• _Problem details_: Everything from the line with "TARGET = modern office building" to the end of the data should be restated word for word, and nothing before it.

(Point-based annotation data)
^^^^^^^^

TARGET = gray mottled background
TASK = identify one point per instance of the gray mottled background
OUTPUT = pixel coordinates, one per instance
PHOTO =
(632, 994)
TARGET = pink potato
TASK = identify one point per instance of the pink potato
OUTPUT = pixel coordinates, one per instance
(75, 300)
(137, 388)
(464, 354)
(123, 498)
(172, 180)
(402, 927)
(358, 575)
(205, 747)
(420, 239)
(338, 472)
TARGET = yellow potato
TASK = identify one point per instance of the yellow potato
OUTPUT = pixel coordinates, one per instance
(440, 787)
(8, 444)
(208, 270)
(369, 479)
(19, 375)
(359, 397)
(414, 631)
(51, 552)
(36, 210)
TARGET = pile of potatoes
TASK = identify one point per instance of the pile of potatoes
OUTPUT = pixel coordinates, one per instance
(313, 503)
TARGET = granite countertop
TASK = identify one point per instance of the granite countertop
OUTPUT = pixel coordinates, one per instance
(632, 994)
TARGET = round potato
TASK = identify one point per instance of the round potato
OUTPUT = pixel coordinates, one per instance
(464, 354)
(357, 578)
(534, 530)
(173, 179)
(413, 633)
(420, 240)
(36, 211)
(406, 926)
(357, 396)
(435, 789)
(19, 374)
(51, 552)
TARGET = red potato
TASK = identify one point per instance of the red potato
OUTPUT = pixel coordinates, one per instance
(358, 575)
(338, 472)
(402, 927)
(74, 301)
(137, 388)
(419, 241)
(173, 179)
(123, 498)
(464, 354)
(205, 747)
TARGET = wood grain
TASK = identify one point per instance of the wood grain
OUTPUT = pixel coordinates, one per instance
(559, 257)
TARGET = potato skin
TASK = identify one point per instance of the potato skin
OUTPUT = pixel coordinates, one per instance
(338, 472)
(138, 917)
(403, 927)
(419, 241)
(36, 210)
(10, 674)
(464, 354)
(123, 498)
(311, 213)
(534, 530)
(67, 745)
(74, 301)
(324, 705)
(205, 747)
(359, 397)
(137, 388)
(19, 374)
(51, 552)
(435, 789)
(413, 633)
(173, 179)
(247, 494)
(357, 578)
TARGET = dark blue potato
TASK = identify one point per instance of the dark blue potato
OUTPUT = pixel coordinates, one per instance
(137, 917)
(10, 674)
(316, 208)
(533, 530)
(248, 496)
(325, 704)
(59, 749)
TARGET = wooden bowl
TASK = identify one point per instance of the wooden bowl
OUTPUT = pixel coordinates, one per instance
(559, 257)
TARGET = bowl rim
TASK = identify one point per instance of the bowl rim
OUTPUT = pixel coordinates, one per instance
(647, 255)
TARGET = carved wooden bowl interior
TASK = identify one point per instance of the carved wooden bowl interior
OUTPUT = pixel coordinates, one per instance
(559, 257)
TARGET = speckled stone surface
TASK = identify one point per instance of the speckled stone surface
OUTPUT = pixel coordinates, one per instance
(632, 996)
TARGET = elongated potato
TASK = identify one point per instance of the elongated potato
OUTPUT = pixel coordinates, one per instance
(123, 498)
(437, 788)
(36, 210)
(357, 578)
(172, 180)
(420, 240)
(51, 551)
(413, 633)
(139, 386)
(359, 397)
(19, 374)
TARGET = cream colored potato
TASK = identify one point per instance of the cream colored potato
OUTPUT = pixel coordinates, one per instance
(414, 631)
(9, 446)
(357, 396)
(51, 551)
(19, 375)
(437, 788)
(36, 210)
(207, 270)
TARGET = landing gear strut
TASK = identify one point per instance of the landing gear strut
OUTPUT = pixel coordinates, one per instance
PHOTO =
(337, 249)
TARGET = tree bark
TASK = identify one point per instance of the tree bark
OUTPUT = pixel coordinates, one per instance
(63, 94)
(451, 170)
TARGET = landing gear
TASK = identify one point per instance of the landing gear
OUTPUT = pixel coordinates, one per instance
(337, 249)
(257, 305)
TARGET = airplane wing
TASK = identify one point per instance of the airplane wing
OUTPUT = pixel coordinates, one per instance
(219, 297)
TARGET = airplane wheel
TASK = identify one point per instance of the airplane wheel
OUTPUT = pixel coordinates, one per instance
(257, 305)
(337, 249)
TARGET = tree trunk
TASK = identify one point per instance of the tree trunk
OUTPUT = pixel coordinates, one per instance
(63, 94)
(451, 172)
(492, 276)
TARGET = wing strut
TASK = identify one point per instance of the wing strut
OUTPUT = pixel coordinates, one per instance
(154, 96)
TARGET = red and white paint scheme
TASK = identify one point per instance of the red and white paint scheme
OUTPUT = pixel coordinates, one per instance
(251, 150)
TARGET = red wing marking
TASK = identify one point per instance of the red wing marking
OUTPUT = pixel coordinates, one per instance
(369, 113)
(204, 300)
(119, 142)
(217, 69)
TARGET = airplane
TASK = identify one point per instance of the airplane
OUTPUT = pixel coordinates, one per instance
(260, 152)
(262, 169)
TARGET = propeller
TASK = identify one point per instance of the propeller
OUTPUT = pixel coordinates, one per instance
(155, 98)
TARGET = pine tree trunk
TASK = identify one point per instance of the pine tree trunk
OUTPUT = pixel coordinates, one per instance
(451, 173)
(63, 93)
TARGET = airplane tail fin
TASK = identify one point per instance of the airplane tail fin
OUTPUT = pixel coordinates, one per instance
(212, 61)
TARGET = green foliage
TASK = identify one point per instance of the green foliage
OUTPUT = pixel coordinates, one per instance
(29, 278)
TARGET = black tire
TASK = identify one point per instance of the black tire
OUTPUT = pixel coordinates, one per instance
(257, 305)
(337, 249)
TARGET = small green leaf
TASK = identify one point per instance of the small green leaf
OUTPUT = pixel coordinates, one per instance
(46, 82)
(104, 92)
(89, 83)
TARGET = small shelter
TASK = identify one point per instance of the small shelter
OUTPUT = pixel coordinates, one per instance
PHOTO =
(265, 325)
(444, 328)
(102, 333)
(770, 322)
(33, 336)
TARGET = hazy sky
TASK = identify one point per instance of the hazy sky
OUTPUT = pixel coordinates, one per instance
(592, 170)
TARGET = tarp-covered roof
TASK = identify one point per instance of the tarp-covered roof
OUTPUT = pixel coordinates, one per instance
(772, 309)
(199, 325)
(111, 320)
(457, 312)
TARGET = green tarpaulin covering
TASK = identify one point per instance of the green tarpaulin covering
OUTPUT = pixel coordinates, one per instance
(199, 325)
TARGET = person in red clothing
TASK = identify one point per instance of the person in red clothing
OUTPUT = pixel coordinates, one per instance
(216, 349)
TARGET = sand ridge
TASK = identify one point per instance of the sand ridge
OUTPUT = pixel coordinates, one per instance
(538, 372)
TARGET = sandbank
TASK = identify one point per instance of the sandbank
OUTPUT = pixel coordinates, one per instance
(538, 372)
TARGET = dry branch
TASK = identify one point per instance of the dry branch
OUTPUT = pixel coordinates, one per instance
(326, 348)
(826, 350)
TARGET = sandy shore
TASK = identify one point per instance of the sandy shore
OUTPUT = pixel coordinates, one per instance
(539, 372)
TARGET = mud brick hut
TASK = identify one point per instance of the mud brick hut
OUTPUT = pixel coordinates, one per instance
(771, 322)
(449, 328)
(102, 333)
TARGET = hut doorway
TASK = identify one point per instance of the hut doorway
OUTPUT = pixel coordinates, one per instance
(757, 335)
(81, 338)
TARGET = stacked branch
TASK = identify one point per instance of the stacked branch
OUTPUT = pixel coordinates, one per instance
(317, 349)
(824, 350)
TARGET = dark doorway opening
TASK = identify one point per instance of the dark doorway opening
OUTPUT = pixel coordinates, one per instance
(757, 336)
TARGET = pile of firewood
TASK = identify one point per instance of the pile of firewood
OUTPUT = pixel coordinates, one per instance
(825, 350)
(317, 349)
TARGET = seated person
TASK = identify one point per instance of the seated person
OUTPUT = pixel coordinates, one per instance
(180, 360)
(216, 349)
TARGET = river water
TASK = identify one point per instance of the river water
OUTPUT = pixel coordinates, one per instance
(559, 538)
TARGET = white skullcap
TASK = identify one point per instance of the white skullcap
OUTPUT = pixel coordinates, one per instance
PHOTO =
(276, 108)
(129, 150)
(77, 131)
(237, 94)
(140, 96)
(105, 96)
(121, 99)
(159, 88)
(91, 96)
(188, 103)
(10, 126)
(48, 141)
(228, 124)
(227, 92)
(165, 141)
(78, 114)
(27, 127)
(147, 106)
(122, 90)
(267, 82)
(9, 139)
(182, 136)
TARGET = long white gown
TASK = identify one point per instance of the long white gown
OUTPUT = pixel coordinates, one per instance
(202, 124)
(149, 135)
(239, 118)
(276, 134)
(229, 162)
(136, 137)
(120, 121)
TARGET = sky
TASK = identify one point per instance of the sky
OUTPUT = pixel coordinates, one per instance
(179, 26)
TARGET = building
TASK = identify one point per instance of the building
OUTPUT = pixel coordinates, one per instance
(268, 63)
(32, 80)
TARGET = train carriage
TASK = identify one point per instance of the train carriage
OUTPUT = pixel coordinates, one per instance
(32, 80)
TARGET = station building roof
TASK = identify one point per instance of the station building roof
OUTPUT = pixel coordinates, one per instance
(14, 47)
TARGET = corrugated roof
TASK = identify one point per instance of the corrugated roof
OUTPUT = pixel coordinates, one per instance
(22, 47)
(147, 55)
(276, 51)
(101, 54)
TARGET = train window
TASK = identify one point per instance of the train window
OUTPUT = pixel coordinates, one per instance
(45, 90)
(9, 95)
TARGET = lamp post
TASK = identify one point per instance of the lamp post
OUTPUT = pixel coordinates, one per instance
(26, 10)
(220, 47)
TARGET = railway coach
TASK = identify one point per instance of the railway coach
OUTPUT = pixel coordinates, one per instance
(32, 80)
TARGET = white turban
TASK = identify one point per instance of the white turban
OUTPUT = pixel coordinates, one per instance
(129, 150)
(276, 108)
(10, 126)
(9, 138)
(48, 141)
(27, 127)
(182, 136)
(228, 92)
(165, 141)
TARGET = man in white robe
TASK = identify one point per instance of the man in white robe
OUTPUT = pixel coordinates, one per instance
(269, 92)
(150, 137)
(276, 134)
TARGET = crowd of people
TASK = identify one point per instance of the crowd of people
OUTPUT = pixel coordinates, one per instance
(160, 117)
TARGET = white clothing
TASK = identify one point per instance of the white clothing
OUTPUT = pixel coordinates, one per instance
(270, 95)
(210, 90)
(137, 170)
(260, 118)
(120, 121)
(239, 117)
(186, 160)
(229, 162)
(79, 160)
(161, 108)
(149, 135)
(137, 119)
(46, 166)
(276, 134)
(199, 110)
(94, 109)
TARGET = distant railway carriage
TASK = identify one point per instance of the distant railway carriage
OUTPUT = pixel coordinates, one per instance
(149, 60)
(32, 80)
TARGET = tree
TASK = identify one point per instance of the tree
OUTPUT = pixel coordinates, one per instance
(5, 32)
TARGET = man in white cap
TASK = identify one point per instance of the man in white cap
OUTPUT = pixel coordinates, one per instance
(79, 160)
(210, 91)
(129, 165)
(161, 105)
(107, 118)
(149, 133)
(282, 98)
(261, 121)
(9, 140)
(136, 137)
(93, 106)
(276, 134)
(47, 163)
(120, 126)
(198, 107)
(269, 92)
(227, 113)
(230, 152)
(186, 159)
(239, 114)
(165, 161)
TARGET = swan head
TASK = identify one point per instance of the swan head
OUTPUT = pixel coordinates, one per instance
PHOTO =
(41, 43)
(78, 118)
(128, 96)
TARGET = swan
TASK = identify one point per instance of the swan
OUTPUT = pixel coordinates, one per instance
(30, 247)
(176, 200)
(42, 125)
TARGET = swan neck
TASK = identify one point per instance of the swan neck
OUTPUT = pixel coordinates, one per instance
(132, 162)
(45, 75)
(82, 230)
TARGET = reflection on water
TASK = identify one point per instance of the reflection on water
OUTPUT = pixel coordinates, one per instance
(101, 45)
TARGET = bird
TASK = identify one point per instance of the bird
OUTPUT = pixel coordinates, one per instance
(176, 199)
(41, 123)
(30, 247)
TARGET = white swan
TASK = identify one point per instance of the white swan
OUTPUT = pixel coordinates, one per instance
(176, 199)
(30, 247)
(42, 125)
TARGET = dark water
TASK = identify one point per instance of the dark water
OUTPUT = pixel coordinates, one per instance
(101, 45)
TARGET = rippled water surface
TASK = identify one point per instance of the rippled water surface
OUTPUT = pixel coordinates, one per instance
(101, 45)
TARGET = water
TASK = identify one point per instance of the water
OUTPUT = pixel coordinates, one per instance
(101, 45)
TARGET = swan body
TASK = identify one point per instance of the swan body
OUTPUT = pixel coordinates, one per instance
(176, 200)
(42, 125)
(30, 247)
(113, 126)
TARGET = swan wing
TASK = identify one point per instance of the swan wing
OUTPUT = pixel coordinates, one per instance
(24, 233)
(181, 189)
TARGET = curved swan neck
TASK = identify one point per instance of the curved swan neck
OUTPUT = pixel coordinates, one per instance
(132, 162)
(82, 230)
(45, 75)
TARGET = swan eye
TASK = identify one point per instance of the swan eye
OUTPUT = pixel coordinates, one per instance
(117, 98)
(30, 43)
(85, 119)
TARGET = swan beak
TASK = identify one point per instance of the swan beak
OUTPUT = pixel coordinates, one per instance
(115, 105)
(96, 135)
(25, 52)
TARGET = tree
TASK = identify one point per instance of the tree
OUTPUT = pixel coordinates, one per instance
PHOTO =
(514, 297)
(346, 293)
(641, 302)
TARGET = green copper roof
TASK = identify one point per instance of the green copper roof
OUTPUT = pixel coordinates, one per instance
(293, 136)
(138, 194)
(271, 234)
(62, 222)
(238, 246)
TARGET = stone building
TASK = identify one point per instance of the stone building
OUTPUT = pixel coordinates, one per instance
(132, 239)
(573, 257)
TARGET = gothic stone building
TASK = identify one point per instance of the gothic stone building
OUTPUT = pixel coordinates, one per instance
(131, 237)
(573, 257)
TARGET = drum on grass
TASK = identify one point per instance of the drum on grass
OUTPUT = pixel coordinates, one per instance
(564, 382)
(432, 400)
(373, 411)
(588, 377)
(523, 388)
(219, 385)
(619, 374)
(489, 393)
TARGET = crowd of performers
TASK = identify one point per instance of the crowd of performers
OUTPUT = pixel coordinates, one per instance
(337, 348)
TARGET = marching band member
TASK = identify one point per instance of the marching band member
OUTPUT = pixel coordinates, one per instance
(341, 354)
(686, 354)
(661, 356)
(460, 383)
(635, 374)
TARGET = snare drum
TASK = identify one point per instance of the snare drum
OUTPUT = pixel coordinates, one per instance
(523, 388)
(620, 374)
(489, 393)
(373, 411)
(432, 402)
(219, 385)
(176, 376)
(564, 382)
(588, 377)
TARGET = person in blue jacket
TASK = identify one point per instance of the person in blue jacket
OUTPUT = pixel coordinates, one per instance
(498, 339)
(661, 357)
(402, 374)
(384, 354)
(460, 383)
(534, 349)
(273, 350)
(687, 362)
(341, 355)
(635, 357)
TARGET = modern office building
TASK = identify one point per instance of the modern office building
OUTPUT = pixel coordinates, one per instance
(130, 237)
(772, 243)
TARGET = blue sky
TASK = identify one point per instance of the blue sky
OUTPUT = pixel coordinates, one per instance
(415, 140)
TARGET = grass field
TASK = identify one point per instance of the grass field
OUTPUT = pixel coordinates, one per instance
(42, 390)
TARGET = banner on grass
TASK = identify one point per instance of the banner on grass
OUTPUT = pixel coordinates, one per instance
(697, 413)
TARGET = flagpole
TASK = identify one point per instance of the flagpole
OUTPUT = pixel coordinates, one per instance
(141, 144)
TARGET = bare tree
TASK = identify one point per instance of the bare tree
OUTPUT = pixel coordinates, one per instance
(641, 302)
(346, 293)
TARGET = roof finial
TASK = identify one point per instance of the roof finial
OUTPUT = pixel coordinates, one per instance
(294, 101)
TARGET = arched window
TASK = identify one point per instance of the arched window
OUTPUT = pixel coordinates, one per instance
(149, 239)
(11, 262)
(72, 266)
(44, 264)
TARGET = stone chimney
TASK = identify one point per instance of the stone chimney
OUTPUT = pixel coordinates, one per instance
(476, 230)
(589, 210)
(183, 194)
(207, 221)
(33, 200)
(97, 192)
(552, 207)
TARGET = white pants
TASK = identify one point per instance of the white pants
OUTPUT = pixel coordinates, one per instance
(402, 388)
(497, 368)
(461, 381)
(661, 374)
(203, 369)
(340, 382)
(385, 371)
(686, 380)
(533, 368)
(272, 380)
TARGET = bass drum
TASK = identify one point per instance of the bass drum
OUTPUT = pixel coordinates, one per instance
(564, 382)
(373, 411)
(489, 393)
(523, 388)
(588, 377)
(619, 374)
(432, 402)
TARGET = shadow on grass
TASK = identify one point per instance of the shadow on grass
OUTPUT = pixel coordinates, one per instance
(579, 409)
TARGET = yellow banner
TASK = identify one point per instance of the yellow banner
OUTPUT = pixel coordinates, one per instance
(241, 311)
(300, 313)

^^^^^^^^

• _Reply to the exercise_:
TARGET = modern office building
TASK = identify one point per instance of the modern office building
OUTPUT = pixel coordinates, one per instance
(130, 237)
(772, 243)
TARGET = blue sky
TASK = identify one point per instance of the blue sky
OUTPUT = pixel coordinates, one per instance
(415, 140)
TARGET = grass field
TASK = identify one point per instance of the grass field
OUTPUT = pixel coordinates, one per instance
(42, 390)
TARGET = banner on grass
TASK = identify one point per instance of the banner on grass
OUTPUT = pixel coordinates, one per instance
(697, 413)
TARGET = flagpole
TASK = identify one point per instance of the flagpole
OUTPUT = pixel coordinates, one per instance
(141, 144)
TARGET = bare tree
TASK = identify one point per instance of the bare tree
OUTPUT = pixel coordinates, one per instance
(641, 302)
(346, 293)
TARGET = roof finial
TASK = identify one point per instance of the roof finial
OUTPUT = pixel coordinates, one per instance
(294, 101)
TARGET = arched window
TASK = identify one point per instance of the arched window
OUTPUT = pixel coordinates, one per instance
(149, 239)
(11, 262)
(72, 266)
(44, 264)
TARGET = stone chimney
TASK = identify one point per instance of the stone chimney
OUTPUT = pixel coordinates, one per instance
(476, 230)
(589, 210)
(183, 194)
(207, 221)
(33, 200)
(97, 192)
(552, 207)
TARGET = white pants
TASK = identify one point per instance of the white pants
OUTPUT = pixel coordinates, one per instance
(402, 388)
(497, 368)
(461, 381)
(661, 374)
(203, 369)
(340, 382)
(385, 371)
(686, 380)
(533, 368)
(272, 380)
TARGET = bass drum
TASK = identify one point per instance of the bass drum
OUTPUT = pixel coordinates, one per instance
(564, 382)
(373, 411)
(489, 393)
(523, 388)
(588, 377)
(619, 374)
(432, 402)
TARGET = shadow on grass
TASK = identify one point per instance of the shadow on grass
OUTPUT = pixel coordinates, one per instance
(579, 409)
TARGET = yellow banner
TASK = identify one point per instance of the yellow banner
OUTPUT = pixel coordinates, one per instance
(241, 311)
(300, 313)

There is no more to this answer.